AIM OF THE EXERCISE: In the listing below, locate the line containing "Label each instance of the low" and the line containing "Label each instance of the blue". Output both of them and every line between, exactly as written, and nothing more.

──────────

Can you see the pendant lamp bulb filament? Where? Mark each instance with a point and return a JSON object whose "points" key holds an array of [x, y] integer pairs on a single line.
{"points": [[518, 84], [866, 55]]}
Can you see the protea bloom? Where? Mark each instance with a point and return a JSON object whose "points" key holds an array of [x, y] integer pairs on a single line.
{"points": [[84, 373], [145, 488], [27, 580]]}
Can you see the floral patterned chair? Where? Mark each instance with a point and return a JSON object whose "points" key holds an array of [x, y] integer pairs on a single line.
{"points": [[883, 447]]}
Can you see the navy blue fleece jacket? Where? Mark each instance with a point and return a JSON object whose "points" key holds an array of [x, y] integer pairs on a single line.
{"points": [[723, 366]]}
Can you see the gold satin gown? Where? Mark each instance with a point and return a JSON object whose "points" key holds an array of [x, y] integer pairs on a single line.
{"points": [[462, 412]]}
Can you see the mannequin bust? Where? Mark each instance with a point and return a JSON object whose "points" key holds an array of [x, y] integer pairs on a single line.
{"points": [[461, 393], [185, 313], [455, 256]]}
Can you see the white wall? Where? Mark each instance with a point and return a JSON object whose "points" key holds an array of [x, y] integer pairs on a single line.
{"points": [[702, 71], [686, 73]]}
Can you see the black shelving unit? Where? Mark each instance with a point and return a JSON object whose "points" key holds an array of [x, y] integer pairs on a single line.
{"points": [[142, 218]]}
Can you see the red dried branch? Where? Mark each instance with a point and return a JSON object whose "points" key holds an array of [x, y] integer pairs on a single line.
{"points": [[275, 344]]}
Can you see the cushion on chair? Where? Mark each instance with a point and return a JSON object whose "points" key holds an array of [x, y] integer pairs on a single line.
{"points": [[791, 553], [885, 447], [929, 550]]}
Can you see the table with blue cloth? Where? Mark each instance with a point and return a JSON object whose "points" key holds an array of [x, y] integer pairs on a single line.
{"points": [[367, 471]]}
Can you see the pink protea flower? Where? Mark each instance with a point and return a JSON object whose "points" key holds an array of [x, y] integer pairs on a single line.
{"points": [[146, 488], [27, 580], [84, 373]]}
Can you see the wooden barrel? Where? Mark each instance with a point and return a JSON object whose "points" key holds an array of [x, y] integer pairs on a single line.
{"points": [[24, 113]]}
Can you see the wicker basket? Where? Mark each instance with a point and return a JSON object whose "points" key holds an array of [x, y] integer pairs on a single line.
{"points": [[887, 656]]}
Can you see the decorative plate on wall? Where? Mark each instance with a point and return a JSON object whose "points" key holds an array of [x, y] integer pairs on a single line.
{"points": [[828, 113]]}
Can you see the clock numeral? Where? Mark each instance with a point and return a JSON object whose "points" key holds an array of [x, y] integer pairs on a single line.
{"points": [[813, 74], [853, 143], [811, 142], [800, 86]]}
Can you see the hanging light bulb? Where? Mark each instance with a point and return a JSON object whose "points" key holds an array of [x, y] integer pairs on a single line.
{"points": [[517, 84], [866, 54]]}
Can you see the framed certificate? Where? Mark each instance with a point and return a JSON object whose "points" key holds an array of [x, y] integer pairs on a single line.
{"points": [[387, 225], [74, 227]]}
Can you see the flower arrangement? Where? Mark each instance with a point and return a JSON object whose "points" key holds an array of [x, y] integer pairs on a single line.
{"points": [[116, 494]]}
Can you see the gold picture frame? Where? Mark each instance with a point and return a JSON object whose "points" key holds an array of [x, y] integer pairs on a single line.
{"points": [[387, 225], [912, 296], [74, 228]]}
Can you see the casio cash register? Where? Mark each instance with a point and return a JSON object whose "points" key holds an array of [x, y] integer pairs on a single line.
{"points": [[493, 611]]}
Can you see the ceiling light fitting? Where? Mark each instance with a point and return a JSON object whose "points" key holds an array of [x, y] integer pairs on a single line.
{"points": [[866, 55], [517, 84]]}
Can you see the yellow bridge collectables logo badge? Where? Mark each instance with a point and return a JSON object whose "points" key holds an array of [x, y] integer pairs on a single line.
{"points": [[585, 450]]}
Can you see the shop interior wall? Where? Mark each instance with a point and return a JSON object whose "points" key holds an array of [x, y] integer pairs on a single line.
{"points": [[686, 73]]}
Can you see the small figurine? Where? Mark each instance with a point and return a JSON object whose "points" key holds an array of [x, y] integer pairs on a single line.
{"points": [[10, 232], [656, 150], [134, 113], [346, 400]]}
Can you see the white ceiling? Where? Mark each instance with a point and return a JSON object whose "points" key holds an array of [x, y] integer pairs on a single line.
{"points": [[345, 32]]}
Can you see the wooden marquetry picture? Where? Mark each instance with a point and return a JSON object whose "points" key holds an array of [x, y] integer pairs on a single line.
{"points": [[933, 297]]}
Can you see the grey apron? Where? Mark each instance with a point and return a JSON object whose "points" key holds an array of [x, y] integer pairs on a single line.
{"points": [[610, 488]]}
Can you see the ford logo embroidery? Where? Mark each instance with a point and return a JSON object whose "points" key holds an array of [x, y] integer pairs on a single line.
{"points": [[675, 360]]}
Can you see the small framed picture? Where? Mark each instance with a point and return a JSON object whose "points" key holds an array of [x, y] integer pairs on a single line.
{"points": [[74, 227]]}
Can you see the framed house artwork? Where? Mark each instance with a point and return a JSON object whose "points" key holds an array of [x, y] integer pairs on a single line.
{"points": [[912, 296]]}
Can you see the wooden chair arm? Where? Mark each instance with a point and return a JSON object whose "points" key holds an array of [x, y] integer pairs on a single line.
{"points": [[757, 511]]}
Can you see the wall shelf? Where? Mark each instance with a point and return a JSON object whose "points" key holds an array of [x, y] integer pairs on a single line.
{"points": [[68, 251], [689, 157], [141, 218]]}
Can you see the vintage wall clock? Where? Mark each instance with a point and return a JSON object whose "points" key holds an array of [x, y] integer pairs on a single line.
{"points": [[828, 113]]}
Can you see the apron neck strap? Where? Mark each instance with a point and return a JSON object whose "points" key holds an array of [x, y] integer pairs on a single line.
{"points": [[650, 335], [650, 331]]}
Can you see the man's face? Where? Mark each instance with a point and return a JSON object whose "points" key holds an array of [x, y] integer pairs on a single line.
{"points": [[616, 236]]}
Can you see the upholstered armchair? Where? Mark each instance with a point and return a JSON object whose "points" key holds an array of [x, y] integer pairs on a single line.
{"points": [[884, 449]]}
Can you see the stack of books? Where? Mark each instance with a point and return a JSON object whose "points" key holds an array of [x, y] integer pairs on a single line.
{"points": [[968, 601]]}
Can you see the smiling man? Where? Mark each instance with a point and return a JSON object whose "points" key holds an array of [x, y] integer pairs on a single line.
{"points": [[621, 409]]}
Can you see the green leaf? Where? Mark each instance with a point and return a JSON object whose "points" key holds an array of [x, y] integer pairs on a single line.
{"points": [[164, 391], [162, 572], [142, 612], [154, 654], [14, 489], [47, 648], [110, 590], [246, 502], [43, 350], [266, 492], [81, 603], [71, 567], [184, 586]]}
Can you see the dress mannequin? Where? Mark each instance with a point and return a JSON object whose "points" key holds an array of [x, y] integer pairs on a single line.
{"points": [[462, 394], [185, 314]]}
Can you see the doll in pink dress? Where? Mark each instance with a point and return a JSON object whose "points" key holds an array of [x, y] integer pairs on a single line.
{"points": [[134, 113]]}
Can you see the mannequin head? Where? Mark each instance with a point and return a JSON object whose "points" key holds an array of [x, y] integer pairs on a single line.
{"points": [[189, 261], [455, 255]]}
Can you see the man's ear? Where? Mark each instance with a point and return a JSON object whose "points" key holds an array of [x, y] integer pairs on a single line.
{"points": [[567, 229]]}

──────────

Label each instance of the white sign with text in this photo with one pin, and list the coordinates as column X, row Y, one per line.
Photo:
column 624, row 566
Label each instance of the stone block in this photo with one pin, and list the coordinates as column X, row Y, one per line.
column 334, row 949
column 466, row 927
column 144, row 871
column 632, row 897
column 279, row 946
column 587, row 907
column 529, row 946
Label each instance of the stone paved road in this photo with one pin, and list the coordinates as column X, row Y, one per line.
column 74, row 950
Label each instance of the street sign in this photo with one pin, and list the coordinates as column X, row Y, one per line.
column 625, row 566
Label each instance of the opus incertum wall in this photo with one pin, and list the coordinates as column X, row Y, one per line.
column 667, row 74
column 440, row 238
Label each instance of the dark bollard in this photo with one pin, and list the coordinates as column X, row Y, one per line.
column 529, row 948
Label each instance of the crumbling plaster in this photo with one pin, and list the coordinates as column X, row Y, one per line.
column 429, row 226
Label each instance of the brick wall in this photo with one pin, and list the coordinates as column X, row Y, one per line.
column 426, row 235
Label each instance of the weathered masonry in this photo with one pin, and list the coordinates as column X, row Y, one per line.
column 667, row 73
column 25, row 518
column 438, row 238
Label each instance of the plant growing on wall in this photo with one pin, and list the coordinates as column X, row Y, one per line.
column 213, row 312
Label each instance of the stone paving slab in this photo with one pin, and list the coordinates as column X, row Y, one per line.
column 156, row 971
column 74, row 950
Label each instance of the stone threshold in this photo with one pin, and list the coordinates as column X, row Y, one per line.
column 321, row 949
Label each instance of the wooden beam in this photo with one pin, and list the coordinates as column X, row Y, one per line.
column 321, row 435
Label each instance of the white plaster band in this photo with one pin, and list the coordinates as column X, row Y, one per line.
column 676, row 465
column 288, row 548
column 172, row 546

──────────

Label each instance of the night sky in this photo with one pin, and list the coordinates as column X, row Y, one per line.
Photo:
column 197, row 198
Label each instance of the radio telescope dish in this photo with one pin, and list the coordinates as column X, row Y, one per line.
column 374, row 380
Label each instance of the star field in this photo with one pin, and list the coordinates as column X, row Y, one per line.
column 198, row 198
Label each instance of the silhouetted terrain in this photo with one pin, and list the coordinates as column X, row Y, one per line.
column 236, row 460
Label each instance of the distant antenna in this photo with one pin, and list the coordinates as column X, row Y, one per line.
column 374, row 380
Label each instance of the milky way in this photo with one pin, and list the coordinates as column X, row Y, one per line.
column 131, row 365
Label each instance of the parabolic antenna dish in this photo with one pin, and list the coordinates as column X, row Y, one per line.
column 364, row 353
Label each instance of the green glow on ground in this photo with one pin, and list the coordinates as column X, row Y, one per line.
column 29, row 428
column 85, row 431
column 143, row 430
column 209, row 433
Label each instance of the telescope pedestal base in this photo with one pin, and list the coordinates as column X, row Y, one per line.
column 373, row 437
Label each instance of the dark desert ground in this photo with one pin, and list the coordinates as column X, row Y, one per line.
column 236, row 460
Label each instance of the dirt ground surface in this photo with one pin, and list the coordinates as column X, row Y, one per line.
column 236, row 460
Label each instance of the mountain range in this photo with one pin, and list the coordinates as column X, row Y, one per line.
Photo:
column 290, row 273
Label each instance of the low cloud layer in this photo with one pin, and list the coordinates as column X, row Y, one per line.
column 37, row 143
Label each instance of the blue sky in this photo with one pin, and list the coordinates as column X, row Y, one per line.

──────────

TASK ANSWER:
Label each instance of the low cloud layer in this photo with one pin, and list the coordinates as column X, row Y, one per line.
column 37, row 143
Label each instance of the blue sky in this photo with one pin, and list the coordinates as column X, row Y, one per line.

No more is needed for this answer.